### Material supplied
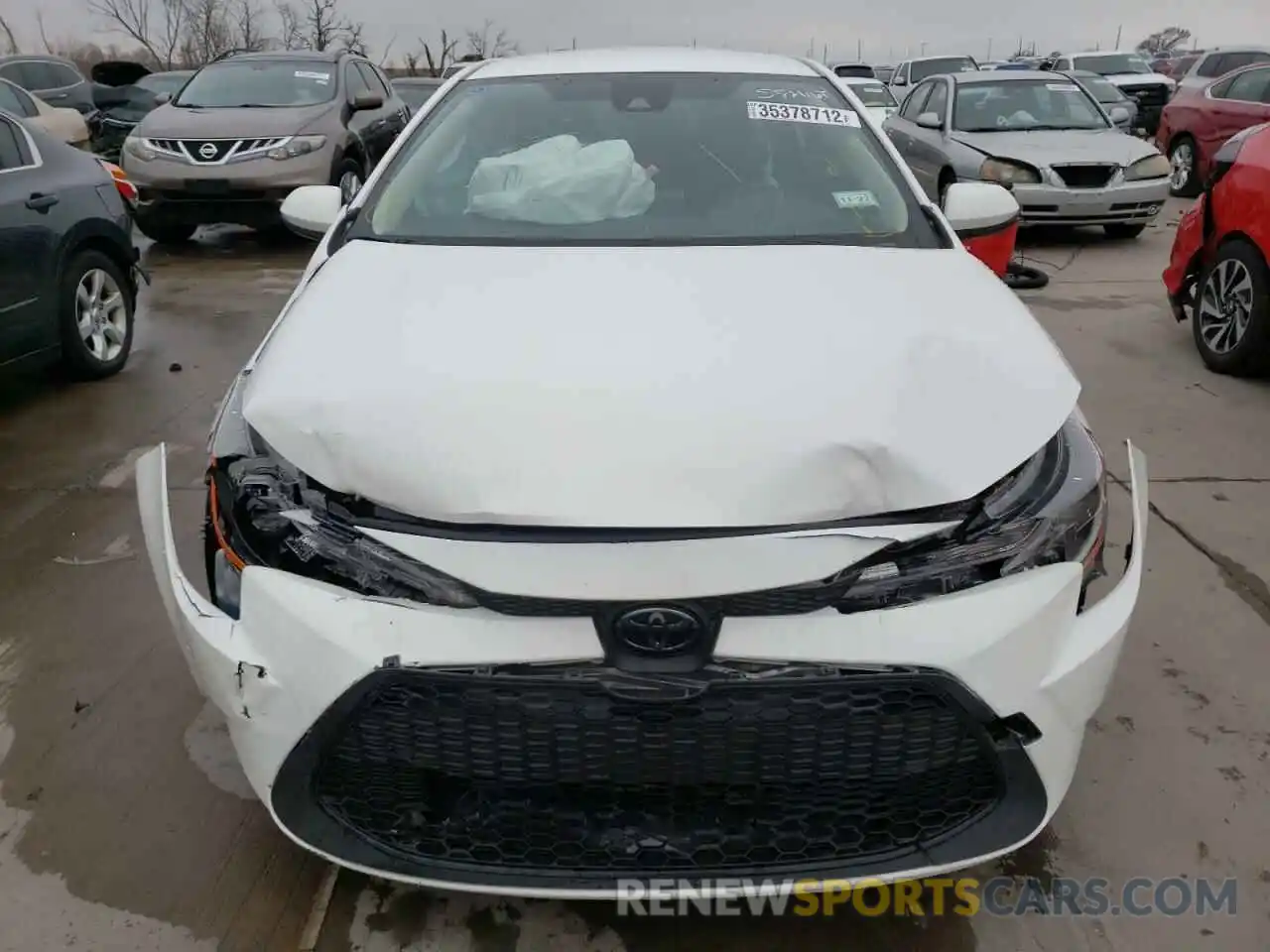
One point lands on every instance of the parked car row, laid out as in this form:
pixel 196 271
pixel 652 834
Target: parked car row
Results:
pixel 67 264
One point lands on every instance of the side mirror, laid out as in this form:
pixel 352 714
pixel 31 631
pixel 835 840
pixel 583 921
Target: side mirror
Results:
pixel 976 207
pixel 312 209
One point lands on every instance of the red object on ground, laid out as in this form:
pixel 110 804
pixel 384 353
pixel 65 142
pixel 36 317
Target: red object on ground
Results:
pixel 996 248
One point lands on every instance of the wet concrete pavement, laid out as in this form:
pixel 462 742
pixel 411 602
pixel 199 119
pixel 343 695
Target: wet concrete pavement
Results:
pixel 125 823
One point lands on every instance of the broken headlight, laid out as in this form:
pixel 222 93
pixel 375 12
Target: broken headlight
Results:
pixel 262 511
pixel 1051 509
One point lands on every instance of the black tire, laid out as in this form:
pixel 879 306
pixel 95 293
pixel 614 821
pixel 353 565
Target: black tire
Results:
pixel 1250 356
pixel 1123 231
pixel 81 357
pixel 348 167
pixel 164 231
pixel 1192 186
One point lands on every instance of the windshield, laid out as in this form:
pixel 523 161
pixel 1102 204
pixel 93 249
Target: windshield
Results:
pixel 1111 63
pixel 1101 89
pixel 259 82
pixel 164 81
pixel 922 68
pixel 643 160
pixel 416 94
pixel 1025 104
pixel 873 93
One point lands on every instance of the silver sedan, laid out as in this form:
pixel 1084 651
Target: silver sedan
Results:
pixel 1040 135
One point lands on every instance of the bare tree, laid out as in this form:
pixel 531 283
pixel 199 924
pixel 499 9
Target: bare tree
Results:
pixel 441 56
pixel 10 41
pixel 318 24
pixel 291 35
pixel 249 26
pixel 158 27
pixel 489 42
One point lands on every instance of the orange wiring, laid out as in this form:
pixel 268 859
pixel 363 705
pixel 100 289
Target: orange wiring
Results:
pixel 216 526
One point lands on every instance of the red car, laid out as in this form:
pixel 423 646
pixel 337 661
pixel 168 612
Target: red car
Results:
pixel 1197 122
pixel 1218 275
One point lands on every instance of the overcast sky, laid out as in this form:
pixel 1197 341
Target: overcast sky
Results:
pixel 885 30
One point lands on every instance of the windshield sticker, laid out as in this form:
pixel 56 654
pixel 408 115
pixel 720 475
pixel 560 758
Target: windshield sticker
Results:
pixel 807 95
pixel 855 199
pixel 815 114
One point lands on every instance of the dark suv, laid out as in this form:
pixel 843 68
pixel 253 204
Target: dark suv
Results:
pixel 55 80
pixel 246 130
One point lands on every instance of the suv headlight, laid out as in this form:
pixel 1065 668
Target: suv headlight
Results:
pixel 1051 509
pixel 1153 167
pixel 139 148
pixel 298 146
pixel 262 511
pixel 1007 173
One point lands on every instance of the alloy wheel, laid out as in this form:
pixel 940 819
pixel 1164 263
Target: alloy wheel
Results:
pixel 102 315
pixel 1225 306
pixel 1182 163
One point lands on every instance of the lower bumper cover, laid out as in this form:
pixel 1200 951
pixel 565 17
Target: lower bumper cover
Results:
pixel 474 751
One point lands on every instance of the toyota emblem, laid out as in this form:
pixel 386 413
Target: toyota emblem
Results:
pixel 658 630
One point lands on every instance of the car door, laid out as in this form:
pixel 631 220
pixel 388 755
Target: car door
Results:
pixel 926 154
pixel 27 248
pixel 1236 103
pixel 385 122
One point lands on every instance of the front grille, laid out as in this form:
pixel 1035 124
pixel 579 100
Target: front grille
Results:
pixel 1084 176
pixel 571 772
pixel 1152 94
pixel 207 151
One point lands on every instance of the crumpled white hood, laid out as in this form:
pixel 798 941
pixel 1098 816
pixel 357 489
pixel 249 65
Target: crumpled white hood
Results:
pixel 657 388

### Task statement
Render all the records above as a Markdown table with two columns, Row and Line, giving each non-blank line its own numbered row. Leave out the pictures.

### Exercise result
| Row | Line |
|---|---|
| 1 | One point lands on every instance of the parked car row, laid out as in this form: |
| 2 | pixel 196 271 |
| 3 | pixel 652 834 |
| 4 | Target: parked car row |
| 5 | Results: |
| 6 | pixel 67 264 |
| 7 | One point lands on every instance of the side mirror, laid out as in this form: |
| 8 | pixel 352 714 |
| 9 | pixel 31 631 |
| 10 | pixel 835 840 |
| 11 | pixel 583 921 |
| 12 | Target: side mirror |
| 13 | Results: |
| 14 | pixel 976 207 |
| 15 | pixel 312 209 |
| 16 | One point lands on every instance of the red object on ground, laid out as in this form: |
| 17 | pixel 110 804 |
| 18 | pixel 384 353 |
| 19 | pixel 65 142 |
| 20 | pixel 36 317 |
| 21 | Target: red object on ground |
| 22 | Results: |
| 23 | pixel 996 248 |
| 24 | One point lands on every instance of the wet concrete pavement, laid out as in this form: |
| 25 | pixel 462 742 |
| 26 | pixel 411 602 |
| 27 | pixel 199 119 |
| 28 | pixel 343 695 |
| 29 | Target: wet concrete pavement |
| 30 | Results: |
| 31 | pixel 125 823 |
| 32 | One point lands on every instance of the broken headlight, laid out as in this form: |
| 33 | pixel 222 93 |
| 34 | pixel 375 12 |
| 35 | Target: broken headlight |
| 36 | Results: |
| 37 | pixel 262 511 |
| 38 | pixel 1051 509 |
| 39 | One point lands on every instance of the black tire, laid out as in this form: |
| 40 | pixel 879 306 |
| 41 | pixel 95 293 |
| 42 | pixel 614 821 |
| 43 | pixel 353 565 |
| 44 | Target: black tire |
| 45 | Results: |
| 46 | pixel 1250 356 |
| 47 | pixel 1123 231 |
| 48 | pixel 81 357 |
| 49 | pixel 348 167 |
| 50 | pixel 164 231 |
| 51 | pixel 1192 186 |
| 52 | One point lands on every instance of the windshield, laid out as in this form: |
| 53 | pixel 523 161 |
| 54 | pixel 1102 204 |
| 55 | pixel 93 249 |
| 56 | Target: windshield |
| 57 | Results: |
| 58 | pixel 1111 63 |
| 59 | pixel 1101 89 |
| 60 | pixel 259 82 |
| 61 | pixel 164 81 |
| 62 | pixel 922 68 |
| 63 | pixel 643 160 |
| 64 | pixel 416 94 |
| 65 | pixel 1025 104 |
| 66 | pixel 873 93 |
| 67 | One point lands on every instance of the silver sedan, laid out as in this form: |
| 68 | pixel 1084 651 |
| 69 | Target: silver sedan |
| 70 | Results: |
| 71 | pixel 1040 135 |
| 72 | One point lands on every instance of the bare tree, laid out as in this form: |
| 73 | pixel 531 283 |
| 74 | pixel 199 924 |
| 75 | pixel 499 9 |
| 76 | Target: bare tree |
| 77 | Results: |
| 78 | pixel 441 56 |
| 79 | pixel 10 41 |
| 80 | pixel 318 24 |
| 81 | pixel 291 35 |
| 82 | pixel 249 26 |
| 83 | pixel 158 27 |
| 84 | pixel 489 42 |
| 85 | One point lands on every instance of the orange wiring, laid out as in this form: |
| 86 | pixel 268 859 |
| 87 | pixel 363 705 |
| 88 | pixel 100 289 |
| 89 | Target: orange wiring |
| 90 | Results: |
| 91 | pixel 216 526 |
| 92 | One point lands on every instance of the red car, laid out as in this form: |
| 93 | pixel 423 646 |
| 94 | pixel 337 661 |
| 95 | pixel 168 612 |
| 96 | Target: red car |
| 97 | Results: |
| 98 | pixel 1197 122 |
| 99 | pixel 1218 275 |
| 100 | One point lands on every instance of the overcast sky, laid out as in this form: |
| 101 | pixel 1197 341 |
| 102 | Target: overcast sky |
| 103 | Results: |
| 104 | pixel 885 30 |
| 105 | One point lands on every instance of the windshield sticker, laid out as in this form: |
| 106 | pixel 56 654 |
| 107 | pixel 408 115 |
| 108 | pixel 720 475 |
| 109 | pixel 560 758 |
| 110 | Target: windshield sticker |
| 111 | Results: |
| 112 | pixel 807 95 |
| 113 | pixel 855 199 |
| 114 | pixel 815 114 |
| 115 | One point lands on every instance of the dark suv, laid out as in this form: |
| 116 | pixel 843 68 |
| 117 | pixel 253 204 |
| 118 | Target: dark suv |
| 119 | Results: |
| 120 | pixel 55 80 |
| 121 | pixel 246 130 |
| 122 | One point lands on every instance of the suv headlight, laid out as in this form: |
| 123 | pixel 1065 668 |
| 124 | Target: suv headlight |
| 125 | Results: |
| 126 | pixel 1051 509 |
| 127 | pixel 1153 167 |
| 128 | pixel 139 148 |
| 129 | pixel 298 146 |
| 130 | pixel 262 511 |
| 131 | pixel 1007 173 |
| 132 | One point lands on every instance of the alloy wheel, laid out as in this form: |
| 133 | pixel 940 819 |
| 134 | pixel 1164 263 |
| 135 | Target: alloy wheel |
| 136 | Results: |
| 137 | pixel 102 315 |
| 138 | pixel 1225 306 |
| 139 | pixel 1182 163 |
| 140 | One point lands on every instance of the lower bumper cover, laid out as in this form: |
| 141 | pixel 1200 951 |
| 142 | pixel 565 17 |
| 143 | Target: lower bumper cover |
| 144 | Results: |
| 145 | pixel 474 751 |
| 146 | One point lands on every instance of the toyota emblem, laid out as in this form: |
| 147 | pixel 386 413 |
| 148 | Target: toyota emblem |
| 149 | Results: |
| 150 | pixel 658 630 |
| 151 | One point lands on every instance of the car door, laid out as in this form: |
| 152 | pixel 631 220 |
| 153 | pixel 388 755 |
| 154 | Target: car door |
| 155 | Results: |
| 156 | pixel 926 154 |
| 157 | pixel 27 248 |
| 158 | pixel 1236 103 |
| 159 | pixel 385 122 |
| 160 | One point lands on every instance of the front grille, laid out as in this form: |
| 161 | pixel 1035 124 |
| 162 | pixel 579 100 |
| 163 | Target: front grille |
| 164 | Results: |
| 165 | pixel 1084 176 |
| 166 | pixel 571 772 |
| 167 | pixel 1152 94 |
| 168 | pixel 207 151 |
| 169 | One point lands on every instance of the crumpled white hood, laid out as in this form: |
| 170 | pixel 798 941 |
| 171 | pixel 1098 816 |
| 172 | pixel 357 489 |
| 173 | pixel 249 65 |
| 174 | Target: crumpled white hood |
| 175 | Results: |
| 176 | pixel 657 388 |